» **MATERIAL PROVIDED**:
= = = = =
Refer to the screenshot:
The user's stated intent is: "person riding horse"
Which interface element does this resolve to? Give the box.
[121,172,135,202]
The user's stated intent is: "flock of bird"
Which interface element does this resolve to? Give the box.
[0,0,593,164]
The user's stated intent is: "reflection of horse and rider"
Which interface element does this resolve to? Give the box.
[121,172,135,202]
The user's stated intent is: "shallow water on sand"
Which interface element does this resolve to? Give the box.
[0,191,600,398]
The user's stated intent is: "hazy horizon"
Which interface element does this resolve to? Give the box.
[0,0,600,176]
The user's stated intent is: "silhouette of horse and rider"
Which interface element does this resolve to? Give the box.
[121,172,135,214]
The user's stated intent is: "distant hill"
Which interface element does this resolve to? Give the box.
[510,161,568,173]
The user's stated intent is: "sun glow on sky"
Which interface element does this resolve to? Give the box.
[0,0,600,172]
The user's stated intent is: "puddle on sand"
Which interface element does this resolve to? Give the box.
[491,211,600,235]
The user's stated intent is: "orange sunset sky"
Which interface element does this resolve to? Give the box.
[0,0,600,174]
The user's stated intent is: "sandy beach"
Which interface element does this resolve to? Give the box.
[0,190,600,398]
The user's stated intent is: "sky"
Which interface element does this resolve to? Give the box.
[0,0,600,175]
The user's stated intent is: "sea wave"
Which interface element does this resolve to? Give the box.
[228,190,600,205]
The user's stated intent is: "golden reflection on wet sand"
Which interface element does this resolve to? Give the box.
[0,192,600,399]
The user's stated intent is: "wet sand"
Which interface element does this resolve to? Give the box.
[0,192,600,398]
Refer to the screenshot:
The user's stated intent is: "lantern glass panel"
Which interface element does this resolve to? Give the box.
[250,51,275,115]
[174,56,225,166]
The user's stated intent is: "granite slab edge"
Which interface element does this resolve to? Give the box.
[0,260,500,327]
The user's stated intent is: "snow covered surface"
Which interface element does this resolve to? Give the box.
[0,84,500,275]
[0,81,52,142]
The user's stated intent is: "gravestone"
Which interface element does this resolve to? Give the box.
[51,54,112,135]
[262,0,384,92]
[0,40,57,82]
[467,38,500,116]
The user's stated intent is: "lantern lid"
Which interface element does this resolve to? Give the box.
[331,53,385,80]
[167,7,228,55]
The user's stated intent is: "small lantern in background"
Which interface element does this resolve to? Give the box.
= = = = =
Rewrite the records above, putting "Return the bounding box" wherever "Give the box" occurs and leaving every other line as it is.

» **RESPONSE TO THE TASK**:
Refer to the screenshot:
The user's stated intent is: "person riding horse"
Which interface element does this resolve to? Return the bounding box.
[121,172,135,202]
The user's stated intent is: "flock of bird"
Which interface element does this resolve to? Return the bounding box.
[0,0,593,164]
The user's stated intent is: "reflection of horse and rider"
Which interface element does this resolve to? Return the bounding box.
[121,172,135,202]
The user's stated intent is: "shallow water on sand"
Which interface element does this resolve to? Return the bounding box.
[0,191,600,398]
The user's stated intent is: "hazy horizon"
Which interface element does this resolve to? Return the bounding box.
[0,0,600,176]
The user's stated intent is: "silhouette of horse and rider"
Which interface element does this resolve to? Return the bounding box.
[121,172,135,214]
The user's stated intent is: "distant hill"
Which interface element does this resolve to? Return the bounding box.
[510,161,568,173]
The user's stated intent is: "sun glow on sky"
Which interface element does this resolve to? Return the bounding box.
[0,0,600,172]
The user's stated intent is: "puddle on sand"
Which interface element does this resolve to? Return the bounding box.
[491,211,600,235]
The user's stated intent is: "orange sunset sky"
Which interface element does this resolve to? Return the bounding box.
[0,0,600,174]
The user's stated intent is: "sandy beach"
Which interface element does this resolve to? Return the bounding box.
[0,190,600,398]
The user's stated intent is: "sky"
Which interface element does this resolve to? Return the bounding box.
[0,0,600,175]
The user's stated intent is: "sea wave"
Which interface element does this resolve to? Return the bounding box.
[228,190,600,205]
The user's stated intent is: "golden reflection on wet sand"
Which interface element does this resolve to? Return the bounding box.
[0,192,600,399]
The user's stated intent is: "wet sand"
Which interface element does this resolve to? Return the bounding box.
[0,192,600,398]
Refer to the screenshot:
The user's stated intent is: "lantern glass panel"
Which interface element does this resolve to? Return the bounding box.
[250,51,275,115]
[174,56,225,166]
The user's stated intent is: "granite slab edge"
Which interface element does this resolve to? Return the bounding box.
[0,260,500,327]
The user's stated intent is: "snow covered surface"
Which interface element does this resolve to? Return the bounding box.
[0,84,500,275]
[0,81,52,142]
The user's stated intent is: "gravestone"
Which interface element does this resolve to? Return the bounding box.
[51,54,112,135]
[262,0,384,92]
[0,40,57,82]
[467,38,500,116]
The user's stated intent is: "lantern lid"
Which interface element does this resolve to? Return the bounding box.
[331,53,385,80]
[167,7,228,55]
The user's stated intent is: "small lantern in background"
Which interface element does this resolve to? Return the bounding box.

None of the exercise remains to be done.